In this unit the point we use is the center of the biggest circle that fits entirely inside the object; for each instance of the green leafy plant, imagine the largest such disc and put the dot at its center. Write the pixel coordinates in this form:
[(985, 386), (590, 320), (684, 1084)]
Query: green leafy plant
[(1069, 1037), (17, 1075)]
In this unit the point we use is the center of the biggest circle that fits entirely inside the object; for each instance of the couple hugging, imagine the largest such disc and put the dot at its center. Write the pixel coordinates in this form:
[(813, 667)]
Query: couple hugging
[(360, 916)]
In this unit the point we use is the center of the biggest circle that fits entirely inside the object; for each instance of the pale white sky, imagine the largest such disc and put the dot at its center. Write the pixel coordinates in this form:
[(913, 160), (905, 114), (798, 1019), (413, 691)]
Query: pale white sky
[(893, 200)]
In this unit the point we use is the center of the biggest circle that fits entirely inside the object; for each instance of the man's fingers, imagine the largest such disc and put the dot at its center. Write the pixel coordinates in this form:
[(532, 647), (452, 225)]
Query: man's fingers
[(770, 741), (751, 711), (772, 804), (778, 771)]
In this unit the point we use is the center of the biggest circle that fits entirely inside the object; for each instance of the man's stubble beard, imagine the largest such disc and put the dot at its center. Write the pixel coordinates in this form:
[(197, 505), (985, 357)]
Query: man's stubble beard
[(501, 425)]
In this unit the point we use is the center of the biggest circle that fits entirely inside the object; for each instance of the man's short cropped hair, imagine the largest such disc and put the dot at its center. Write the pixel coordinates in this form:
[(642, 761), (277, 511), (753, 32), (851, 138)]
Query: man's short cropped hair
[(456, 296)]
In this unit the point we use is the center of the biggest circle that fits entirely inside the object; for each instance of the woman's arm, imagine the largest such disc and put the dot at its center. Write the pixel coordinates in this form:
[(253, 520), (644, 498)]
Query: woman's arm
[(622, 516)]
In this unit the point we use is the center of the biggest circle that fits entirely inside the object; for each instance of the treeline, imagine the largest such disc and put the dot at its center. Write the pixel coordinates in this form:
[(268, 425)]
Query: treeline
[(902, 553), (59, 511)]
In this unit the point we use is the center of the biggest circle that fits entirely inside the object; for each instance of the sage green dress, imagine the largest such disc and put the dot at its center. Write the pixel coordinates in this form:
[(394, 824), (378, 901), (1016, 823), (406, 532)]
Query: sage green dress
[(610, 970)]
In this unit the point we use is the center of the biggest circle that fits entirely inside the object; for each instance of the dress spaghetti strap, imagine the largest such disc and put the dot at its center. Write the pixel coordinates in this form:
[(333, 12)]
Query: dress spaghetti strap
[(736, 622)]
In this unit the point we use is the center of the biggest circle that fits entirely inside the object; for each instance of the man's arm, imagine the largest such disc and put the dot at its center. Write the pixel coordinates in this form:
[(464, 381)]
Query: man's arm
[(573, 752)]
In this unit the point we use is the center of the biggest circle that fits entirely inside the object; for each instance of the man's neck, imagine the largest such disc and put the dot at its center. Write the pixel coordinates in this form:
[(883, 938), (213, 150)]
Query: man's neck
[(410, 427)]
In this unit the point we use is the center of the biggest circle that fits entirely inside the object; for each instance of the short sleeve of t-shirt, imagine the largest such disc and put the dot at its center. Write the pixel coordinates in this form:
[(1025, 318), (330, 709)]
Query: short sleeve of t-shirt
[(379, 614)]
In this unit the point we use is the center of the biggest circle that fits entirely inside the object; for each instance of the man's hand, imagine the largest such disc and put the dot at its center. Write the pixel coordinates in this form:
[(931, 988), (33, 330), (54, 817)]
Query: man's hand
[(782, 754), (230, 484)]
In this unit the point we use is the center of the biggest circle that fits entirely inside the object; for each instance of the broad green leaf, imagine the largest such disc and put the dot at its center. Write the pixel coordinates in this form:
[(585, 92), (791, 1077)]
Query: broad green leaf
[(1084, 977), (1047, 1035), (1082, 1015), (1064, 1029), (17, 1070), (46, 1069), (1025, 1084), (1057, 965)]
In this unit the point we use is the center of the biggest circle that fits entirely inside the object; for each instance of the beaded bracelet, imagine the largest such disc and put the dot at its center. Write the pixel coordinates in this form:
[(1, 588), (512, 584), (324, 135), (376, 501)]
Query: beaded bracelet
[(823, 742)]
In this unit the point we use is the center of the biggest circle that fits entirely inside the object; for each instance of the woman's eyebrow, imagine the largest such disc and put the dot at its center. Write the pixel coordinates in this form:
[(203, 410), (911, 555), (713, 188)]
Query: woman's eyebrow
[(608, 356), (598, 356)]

**What to produce**
Copy the whole listing, word for word.

**Written answer**
In this unit the point we use is the center of the biggest circle that fits entirely inside the object; for each instance of the green leafy plant, imagine the largest such disc and put the dot at its center. Write the pixel coordinates in this form:
[(985, 386), (590, 320), (684, 1084)]
Query: green leafy plant
[(1069, 1037), (17, 1075)]
In this unit the point we use is the center of the biggest circle that fits entirely inside the object; for each instance of the couple hugging, imagine the largest such disc and put the dot at its center. Write the pixel coordinates in this form:
[(813, 667)]
Query: couple hugging
[(360, 916)]
In this unit the point we use is the center of the biggest circle that fits entirely inside the object; for each instance of the pale white sky, imagine the largest such disc and put the dot at its center. Write the pixel coordinates in this form:
[(913, 160), (905, 114), (798, 1019), (413, 691)]
Query: pale white sky
[(893, 200)]
In this unit the point we use is the center of the biggest circle that fits entirely inside the object; for each instance of the man's fingers, imagine the largest such disc and put the dot at its center. Write the pixel coordinates in this form:
[(532, 647), (452, 225)]
Query: man's fingers
[(770, 741), (751, 711), (772, 804), (778, 771)]
In this unit the point we use is the center of the biggest circle that fits entirely inside the object; for each instance of the man's stubble beard, imagine the largest such disc and put the dot at its center. Write the pixel coordinates in this form:
[(197, 505), (985, 357)]
Query: man's stubble beard
[(501, 425)]
In this unit the point we use is the center of the biggest circle that fits entirely inside the object; for each instance of the man's short cropped hair, imagine the largest such disc and put the dot at its center. Write the pixel coordinates in this form:
[(642, 761), (277, 511), (753, 32), (851, 138)]
Query: man's short cropped hair
[(456, 296)]
In this unit the point we use is the center of the biggest circle that fits entirely inside the object; for each instance of the woman's arm, imagine the largest such disc and put the dot at its center. Write the pixel coordinates in this form:
[(253, 520), (644, 498)]
Query: woman's arm
[(622, 516)]
In this unit the point we use is the center of the biggest circle that fits entirely inside the object; for each instance of the treeline, imagine the largest such disc and put the dot at its center. Write the pixel coordinates in this form:
[(268, 425)]
Query: treeline
[(902, 553), (59, 511)]
In this unit the point we use is the center of the biggest circle that fits entirely inside the object; for each instance of the sage green dress, imagine the largest such disc and put the dot at its center. Write the pixel coordinates in this form:
[(394, 824), (378, 901), (1016, 823), (406, 532)]
Query: sage green dress
[(610, 970)]
In this unit the point we use is the center of the biggest circle that fits entirely inside the object; for each instance of the dress spaghetti strap, imagine the largest such disc and put the dot at its center. Write the pixel coordinates in this form:
[(333, 12)]
Query: dress spaghetti strap
[(736, 622)]
In this unit the point we use is the center of the biggest circle that fits entirely inside the object; for each instance of the man's arm, imagine the largest such disc and put the dot at its center. Write the pixel coordinates in this form:
[(464, 381)]
Query: man's arm
[(573, 752)]
In this unit the point we use is the center of the biggest circle that fits entirely inside the object; for each instance of the man's neck, imagine the largest such disc and put the dot at its center. Write the pixel coordinates in this form:
[(883, 938), (213, 150)]
Query: man's neck
[(410, 427)]
In this unit the point we use is the center of the biggest circle that fits entirely inside the object; for each instance of the short sleeve of t-shirt, imagine the largest such disc and put the dot at its center. Write the pixel coordinates in this form:
[(1025, 318), (330, 709)]
Query: short sleeve of t-shirt
[(379, 614)]
In this unit the point we use is the center of the biggest circle that fits entirely inside the object; for each instance of the man's hand, imagine the largest such disc and put the dot at its center. Write the pixel coordinates in this form:
[(931, 988), (33, 330), (54, 817)]
Query: man's hand
[(782, 754), (230, 484)]
In this unit the point we use is the center of the biggest circle that fits entirely inside the object; for each instance of the broad green leaf, imagine the largest such disc and put the dot at its center. Write the pixel coordinates in this form:
[(585, 92), (791, 1077)]
Query: broad green leaf
[(1084, 977), (1047, 1035), (1082, 1015), (1064, 1029), (17, 1070), (46, 1069), (1025, 1084), (1057, 965)]
In this unit the point we use is the center of the biggest circle that fits entirely inside the object; for each instance of the beaded bracelet, imagine the largest such disc and put the dot at its center. Write the pixel coordinates in this form:
[(1, 588), (512, 584), (324, 135), (376, 501)]
Query: beaded bracelet
[(823, 742)]
In this unit the point we use is the center of the biggest circle that fits entirely inside the object; for each instance of the woman's eyebrow, imagine the largest such disc and put the dot at its center. Write the pixel coordinates in this form:
[(203, 410), (911, 555), (713, 188)]
Query: woman's eyebrow
[(608, 356), (598, 356)]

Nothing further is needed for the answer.